- [Objective 1]
Count the lines in the records that contain the string "necktie", and give only the number.

1844.

Engels and Marx.

Few years have the lasting significance of 1844 because that is the year that the two thinkers met and started developing/preaching their ideas about governance and socialization. It also happens to be the year that ended the 2300 year prophecy and for told of the return of Jesus Christ. That second part presumably didn’t take place but did harken a new age of religions such as Seventh Day adventists and the followers of Bahá’í.

While some religions, such as seventh day, flourished under the rule of their  founding member , others came to be relegated to back pages and side streets.

Change happens on a lot of fronts. You cannot become acquainted with one without considering the others. 1844 was about change on multiple fronts.

1843. Project Summer: Day 1

With yesterday being the last day of school, this is officially the first day of summer and I have a slew of home projects (daddy-do list) to attend to. Lets ignore for a minute the utter revocation of my man card at the site of my pinterest board and obvious submission to the creation of a daddy-do list and stick to the beauty of creation. I get to plan and organize a garage and an initial bills and storage area and a downstairs closet and a pantry and, well, there is the matter of the boysroom superbed (3d rendering is underway).

I enjoy these projects and really enjoy building and organizing. I wonder if I will actually enjoy being done with the work as much as I enjoy preparing to do it?

 

Some Thoughts:

  1. Part of being a good friend is staying in contact. I’m going to get better at that. Really.
  2. Part of being a good writer is establishing goals and working on your craft every day. I’m going to get better at that, and I mean more than the 10 minutes kind of better.

- [Dataset rows]
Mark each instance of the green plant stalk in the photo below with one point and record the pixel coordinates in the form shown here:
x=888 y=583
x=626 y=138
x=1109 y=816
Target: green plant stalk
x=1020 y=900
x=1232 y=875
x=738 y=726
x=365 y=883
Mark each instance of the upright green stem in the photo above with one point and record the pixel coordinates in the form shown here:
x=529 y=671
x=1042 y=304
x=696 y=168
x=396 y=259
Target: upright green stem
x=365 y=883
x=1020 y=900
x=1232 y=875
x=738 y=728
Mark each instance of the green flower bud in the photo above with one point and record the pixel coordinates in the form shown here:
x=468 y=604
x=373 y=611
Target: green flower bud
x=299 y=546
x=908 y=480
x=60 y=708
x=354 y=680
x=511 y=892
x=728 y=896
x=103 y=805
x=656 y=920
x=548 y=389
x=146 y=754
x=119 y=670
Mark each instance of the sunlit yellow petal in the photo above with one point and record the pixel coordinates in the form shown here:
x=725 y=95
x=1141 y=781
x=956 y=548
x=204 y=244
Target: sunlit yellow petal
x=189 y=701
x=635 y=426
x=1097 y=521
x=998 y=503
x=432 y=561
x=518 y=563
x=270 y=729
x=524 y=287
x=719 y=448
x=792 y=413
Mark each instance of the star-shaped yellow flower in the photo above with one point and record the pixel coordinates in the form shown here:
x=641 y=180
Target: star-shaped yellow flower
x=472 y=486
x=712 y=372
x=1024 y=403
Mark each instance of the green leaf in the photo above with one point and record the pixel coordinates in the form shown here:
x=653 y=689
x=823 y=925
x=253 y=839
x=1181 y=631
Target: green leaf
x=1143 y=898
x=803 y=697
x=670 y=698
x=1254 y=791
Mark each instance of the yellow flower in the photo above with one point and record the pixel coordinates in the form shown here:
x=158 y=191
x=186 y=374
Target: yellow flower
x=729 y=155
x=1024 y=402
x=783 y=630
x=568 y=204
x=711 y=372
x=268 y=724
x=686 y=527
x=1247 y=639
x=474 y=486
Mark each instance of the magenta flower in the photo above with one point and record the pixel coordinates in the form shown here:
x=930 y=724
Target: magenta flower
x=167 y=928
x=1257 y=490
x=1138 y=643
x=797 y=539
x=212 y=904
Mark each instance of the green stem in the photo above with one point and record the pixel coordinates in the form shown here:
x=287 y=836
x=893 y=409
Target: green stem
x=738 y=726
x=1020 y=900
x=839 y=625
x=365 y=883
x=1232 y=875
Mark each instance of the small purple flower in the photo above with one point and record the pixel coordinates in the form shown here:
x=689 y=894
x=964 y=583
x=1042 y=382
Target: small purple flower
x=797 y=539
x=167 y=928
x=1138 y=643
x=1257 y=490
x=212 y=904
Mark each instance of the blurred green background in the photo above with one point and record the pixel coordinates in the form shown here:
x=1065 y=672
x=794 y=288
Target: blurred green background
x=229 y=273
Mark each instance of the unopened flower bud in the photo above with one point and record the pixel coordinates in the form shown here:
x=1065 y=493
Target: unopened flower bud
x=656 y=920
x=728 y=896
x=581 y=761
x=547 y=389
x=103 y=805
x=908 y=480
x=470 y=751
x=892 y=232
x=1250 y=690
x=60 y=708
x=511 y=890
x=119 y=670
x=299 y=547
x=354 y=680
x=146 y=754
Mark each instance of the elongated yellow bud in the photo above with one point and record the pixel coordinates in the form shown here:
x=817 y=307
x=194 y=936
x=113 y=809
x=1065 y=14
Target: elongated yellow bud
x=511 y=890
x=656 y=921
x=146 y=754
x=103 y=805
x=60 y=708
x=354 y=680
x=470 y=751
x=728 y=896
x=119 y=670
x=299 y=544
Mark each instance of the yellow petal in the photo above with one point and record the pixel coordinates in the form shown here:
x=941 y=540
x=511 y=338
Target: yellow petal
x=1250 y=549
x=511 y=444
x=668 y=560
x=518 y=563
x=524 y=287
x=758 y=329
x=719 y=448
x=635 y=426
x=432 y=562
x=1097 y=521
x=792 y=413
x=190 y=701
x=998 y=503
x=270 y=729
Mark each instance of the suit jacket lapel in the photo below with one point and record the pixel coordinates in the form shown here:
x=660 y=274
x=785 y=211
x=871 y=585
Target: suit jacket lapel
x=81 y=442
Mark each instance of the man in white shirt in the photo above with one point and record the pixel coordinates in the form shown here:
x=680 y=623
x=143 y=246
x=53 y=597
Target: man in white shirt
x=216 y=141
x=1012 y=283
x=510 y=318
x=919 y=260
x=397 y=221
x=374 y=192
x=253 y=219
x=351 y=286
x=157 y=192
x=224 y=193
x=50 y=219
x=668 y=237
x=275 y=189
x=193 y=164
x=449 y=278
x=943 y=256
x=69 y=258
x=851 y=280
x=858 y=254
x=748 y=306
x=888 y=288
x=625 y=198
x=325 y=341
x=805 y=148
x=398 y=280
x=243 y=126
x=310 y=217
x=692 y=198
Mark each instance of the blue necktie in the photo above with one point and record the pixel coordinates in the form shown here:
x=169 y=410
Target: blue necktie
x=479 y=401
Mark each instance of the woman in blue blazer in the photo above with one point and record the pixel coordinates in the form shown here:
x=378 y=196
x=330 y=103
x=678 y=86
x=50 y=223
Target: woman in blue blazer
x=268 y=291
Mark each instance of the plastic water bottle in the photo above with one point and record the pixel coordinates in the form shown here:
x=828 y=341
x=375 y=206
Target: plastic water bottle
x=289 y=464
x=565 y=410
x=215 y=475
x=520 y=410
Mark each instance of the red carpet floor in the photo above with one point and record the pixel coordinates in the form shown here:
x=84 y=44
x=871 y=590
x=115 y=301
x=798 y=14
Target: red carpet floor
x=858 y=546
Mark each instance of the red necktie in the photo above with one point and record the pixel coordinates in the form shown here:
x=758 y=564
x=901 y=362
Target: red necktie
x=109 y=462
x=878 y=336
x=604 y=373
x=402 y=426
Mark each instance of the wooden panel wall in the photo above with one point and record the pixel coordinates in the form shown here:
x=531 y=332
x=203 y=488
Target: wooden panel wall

- [Objective 2]
Copy the post above, starting at the words "1843. Project Summer: Day" and stopping after "rendering is underway).". In the copy, replace "garage" with "shed".

- [Full response 1]
4

- [Full response 2]
1843. Project Summer: Day 1

With yesterday being the last day of school, this is officially the first day of summer and I have a slew of home projects (daddy-do list) to attend to. Lets ignore for a minute the utter revocation of my man card at the site of my pinterest board and obvious submission to the creation of a daddy-do list and stick to the beauty of creation. I get to plan and organize a shed and an initial bills and storage area and a downstairs closet and a pantry and, well, there is the matter of the boysroom superbed (3d rendering is underway).